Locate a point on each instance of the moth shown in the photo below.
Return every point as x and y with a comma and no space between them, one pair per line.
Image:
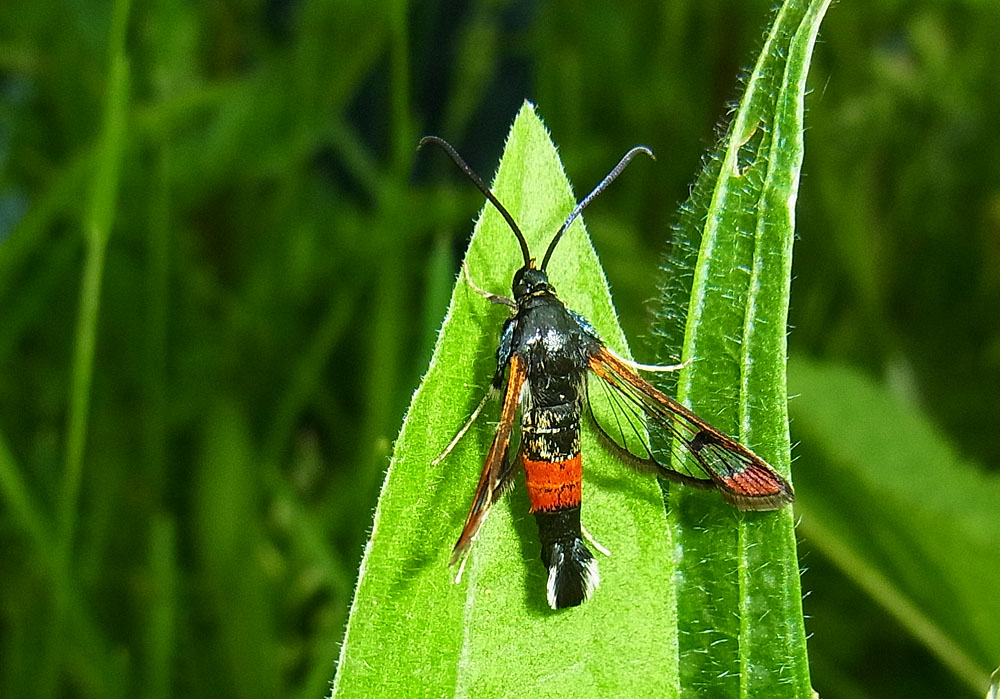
547,356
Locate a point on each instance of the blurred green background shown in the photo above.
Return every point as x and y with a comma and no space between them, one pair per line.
189,521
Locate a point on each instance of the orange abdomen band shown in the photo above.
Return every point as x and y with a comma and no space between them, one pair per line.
553,485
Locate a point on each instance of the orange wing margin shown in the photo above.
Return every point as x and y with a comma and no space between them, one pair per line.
497,469
744,479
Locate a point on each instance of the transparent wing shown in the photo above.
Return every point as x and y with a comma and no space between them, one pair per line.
497,470
701,456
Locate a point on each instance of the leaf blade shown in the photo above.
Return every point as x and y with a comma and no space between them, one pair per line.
411,631
740,591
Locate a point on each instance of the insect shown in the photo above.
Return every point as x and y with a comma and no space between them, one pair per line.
546,354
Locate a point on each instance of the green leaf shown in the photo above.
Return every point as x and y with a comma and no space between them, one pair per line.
888,500
725,302
412,631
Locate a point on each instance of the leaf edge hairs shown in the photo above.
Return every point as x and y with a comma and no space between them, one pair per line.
546,351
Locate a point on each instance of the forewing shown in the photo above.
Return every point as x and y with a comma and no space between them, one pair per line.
702,456
497,469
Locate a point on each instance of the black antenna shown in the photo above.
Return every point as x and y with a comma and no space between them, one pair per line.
453,154
590,197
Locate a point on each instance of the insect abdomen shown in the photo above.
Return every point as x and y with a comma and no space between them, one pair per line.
550,453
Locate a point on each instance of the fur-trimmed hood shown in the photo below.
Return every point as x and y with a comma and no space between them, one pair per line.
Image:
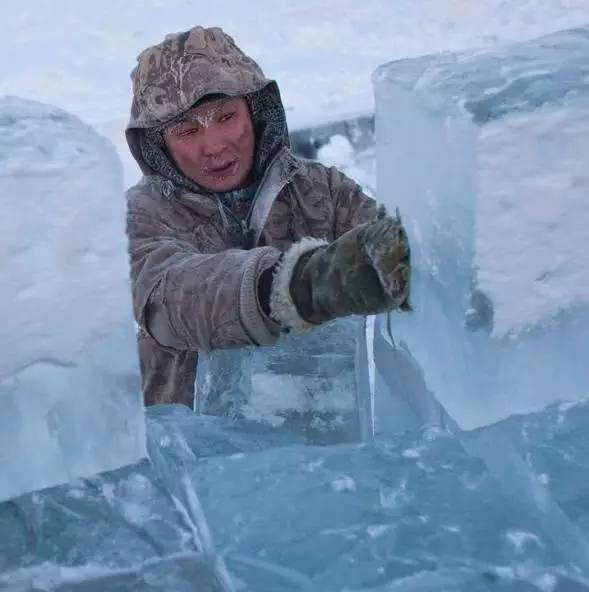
172,76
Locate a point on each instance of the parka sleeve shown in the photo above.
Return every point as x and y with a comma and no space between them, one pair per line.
352,206
188,300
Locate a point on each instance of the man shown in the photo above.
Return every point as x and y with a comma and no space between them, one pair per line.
233,239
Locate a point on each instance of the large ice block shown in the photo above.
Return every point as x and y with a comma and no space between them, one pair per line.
309,385
485,153
416,512
70,402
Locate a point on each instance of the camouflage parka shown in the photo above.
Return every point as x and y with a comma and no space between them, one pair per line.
194,287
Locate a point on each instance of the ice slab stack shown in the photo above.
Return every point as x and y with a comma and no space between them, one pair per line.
485,153
70,402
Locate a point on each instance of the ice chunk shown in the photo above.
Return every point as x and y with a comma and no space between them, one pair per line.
69,388
416,512
485,154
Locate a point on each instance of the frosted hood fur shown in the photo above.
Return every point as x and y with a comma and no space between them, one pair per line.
174,75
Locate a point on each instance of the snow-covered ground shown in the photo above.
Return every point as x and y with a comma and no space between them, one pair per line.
78,55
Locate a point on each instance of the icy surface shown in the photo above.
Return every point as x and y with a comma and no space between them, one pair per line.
69,388
79,55
311,384
421,512
485,153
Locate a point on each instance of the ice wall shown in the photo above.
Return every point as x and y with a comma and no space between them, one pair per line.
486,156
70,401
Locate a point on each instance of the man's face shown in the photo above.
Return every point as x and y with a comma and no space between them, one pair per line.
214,144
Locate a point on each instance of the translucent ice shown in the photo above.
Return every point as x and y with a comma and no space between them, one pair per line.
307,384
486,156
69,389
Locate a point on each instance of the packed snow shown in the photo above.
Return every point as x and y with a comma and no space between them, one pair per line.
69,377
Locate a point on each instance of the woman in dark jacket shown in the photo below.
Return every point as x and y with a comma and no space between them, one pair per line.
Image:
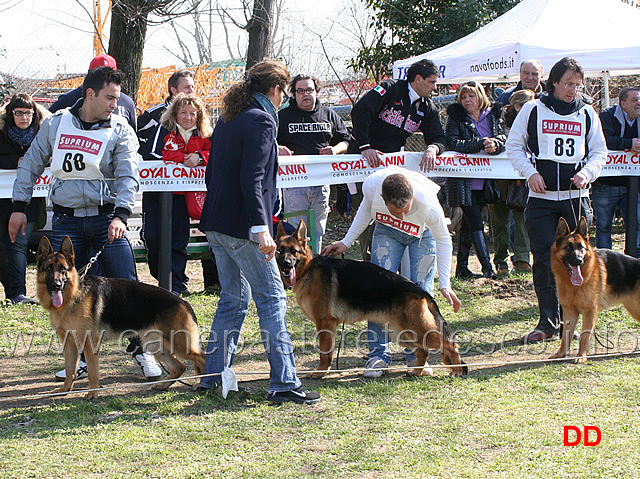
19,123
473,126
241,187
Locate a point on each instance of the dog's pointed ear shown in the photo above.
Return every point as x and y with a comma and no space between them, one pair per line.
301,232
44,250
562,231
66,248
583,228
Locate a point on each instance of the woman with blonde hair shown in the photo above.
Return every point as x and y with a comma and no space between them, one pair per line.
517,100
501,213
241,190
186,129
473,125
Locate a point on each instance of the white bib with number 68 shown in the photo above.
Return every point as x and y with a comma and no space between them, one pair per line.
77,153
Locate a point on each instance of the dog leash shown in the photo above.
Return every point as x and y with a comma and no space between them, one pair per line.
576,219
85,269
340,343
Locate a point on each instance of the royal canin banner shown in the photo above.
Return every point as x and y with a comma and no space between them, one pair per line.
304,170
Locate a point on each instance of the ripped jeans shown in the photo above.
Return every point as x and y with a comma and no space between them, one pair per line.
387,247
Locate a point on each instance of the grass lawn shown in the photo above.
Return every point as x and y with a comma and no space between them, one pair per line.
505,420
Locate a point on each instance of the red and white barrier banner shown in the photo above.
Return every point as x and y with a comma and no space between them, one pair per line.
305,170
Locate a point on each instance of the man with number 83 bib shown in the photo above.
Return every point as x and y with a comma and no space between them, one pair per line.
94,161
557,144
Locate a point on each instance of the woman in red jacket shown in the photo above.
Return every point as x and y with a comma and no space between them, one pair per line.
186,140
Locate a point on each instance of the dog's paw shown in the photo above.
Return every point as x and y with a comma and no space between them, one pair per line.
459,371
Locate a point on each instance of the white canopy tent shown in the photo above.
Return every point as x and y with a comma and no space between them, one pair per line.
601,34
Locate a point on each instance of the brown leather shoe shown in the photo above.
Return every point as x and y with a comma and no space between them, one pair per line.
536,336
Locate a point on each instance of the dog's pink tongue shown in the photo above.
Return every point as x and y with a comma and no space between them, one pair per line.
56,298
576,276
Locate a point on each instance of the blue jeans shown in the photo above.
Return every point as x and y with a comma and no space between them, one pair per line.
244,274
314,198
13,261
91,232
387,247
605,199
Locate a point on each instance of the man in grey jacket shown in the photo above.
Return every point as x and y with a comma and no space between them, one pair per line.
94,161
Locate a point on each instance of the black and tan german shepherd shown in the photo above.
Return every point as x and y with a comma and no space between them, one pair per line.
590,280
331,291
83,312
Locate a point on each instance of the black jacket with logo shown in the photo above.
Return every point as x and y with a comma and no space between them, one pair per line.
306,132
384,118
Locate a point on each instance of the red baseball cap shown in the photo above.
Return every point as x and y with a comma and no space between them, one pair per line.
103,61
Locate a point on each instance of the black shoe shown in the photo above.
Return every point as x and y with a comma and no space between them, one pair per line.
299,395
466,273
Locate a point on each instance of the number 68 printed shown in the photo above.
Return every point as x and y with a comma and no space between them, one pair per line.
78,162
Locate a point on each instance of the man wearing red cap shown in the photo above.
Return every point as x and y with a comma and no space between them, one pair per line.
126,107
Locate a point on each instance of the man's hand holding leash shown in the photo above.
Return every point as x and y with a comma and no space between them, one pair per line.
334,249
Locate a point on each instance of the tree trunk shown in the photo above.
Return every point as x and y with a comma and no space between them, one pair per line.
259,28
126,42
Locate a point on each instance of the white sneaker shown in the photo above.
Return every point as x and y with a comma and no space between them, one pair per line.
81,373
148,365
426,371
374,368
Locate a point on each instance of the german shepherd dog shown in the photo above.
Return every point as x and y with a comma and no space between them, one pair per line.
589,280
331,291
84,311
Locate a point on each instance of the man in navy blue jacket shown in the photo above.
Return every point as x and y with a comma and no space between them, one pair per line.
241,183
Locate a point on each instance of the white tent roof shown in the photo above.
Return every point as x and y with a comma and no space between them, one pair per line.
602,35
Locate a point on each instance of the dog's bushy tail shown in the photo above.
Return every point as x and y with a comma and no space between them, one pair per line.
443,325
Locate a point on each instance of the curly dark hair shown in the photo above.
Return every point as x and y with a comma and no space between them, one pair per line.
260,78
397,190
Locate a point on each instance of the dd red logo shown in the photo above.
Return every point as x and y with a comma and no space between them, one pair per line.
573,436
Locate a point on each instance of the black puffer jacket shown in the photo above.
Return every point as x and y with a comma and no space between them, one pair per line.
463,136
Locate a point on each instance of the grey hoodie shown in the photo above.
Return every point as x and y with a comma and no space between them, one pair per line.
119,166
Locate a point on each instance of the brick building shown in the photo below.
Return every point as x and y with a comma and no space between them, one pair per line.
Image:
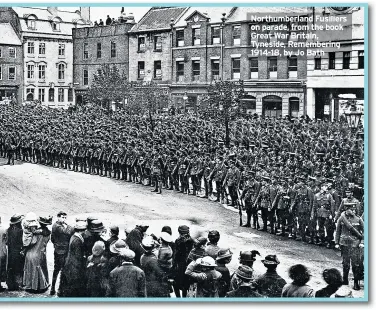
215,43
11,57
150,45
48,53
96,46
338,75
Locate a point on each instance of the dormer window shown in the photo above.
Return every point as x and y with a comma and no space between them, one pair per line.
31,22
55,26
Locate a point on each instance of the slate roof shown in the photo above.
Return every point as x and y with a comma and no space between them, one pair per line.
241,13
8,35
158,18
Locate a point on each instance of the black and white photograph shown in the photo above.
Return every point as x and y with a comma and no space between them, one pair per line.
183,153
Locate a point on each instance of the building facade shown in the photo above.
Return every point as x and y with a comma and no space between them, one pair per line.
11,57
216,43
150,45
94,47
337,77
48,53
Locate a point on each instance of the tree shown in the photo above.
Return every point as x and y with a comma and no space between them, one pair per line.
147,98
109,85
223,99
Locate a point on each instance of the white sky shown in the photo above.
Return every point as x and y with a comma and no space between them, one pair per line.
97,12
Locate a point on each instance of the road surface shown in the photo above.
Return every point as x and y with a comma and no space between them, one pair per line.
27,187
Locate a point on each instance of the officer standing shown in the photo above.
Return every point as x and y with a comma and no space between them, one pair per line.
60,236
349,238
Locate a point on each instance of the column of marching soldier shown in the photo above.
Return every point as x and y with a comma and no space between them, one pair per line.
296,174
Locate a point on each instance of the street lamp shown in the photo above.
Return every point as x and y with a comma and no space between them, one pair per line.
353,117
185,98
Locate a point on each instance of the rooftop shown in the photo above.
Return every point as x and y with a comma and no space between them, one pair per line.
8,35
158,18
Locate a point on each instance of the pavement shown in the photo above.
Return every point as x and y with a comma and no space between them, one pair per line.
27,187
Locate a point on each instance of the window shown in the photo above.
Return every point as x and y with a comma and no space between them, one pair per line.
61,71
61,49
11,73
86,77
30,94
157,69
42,48
86,50
196,36
180,71
60,95
360,59
293,67
318,63
157,43
12,52
30,71
272,67
41,94
294,107
55,26
42,72
51,95
253,68
113,49
216,35
215,69
180,37
141,69
141,44
236,35
70,94
346,60
235,68
99,50
31,23
332,60
196,70
30,47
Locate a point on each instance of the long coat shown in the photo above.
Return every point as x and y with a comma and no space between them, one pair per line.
156,277
35,270
3,253
127,280
15,261
73,281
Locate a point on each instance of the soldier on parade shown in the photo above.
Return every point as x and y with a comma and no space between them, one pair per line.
323,210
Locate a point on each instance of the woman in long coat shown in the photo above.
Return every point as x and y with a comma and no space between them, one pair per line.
15,261
73,281
35,271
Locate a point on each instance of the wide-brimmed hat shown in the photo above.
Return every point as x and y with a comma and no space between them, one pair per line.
117,246
183,229
224,253
98,248
81,224
16,218
127,254
206,261
244,272
148,243
45,220
166,237
96,226
249,256
270,260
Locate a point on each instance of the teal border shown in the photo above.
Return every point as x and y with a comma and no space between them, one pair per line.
243,300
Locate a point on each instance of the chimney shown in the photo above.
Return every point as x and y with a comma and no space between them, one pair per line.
85,13
52,9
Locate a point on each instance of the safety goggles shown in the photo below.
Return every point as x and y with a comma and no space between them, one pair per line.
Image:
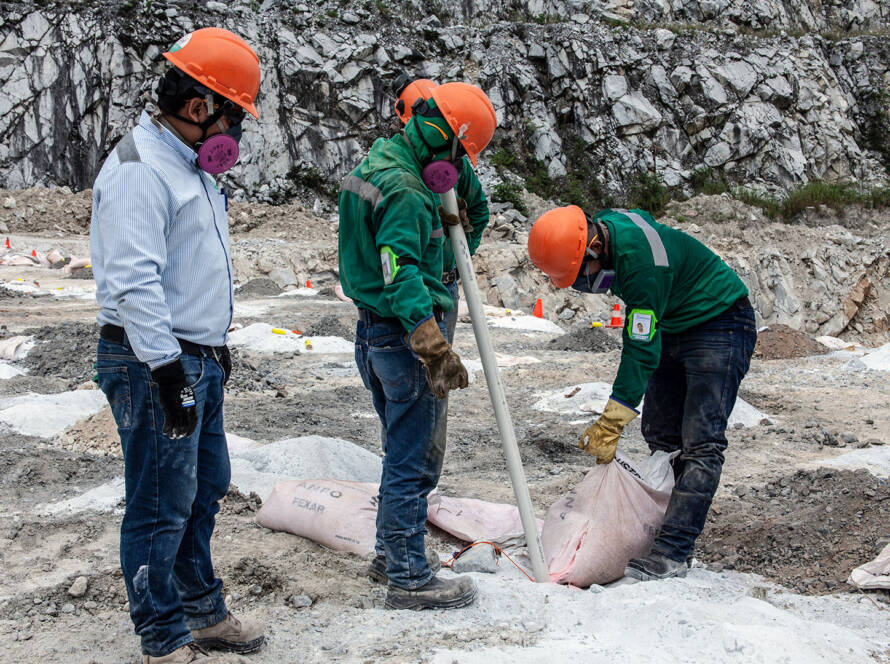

### Exercise directions
List every line of the material that contains the string "snow", matching case exactly.

### Solution for this exercise
Locate a point on each instance of the snow-covered ground shown in the photo above.
Locate a point on each instance of the packed snow shown in the photo above.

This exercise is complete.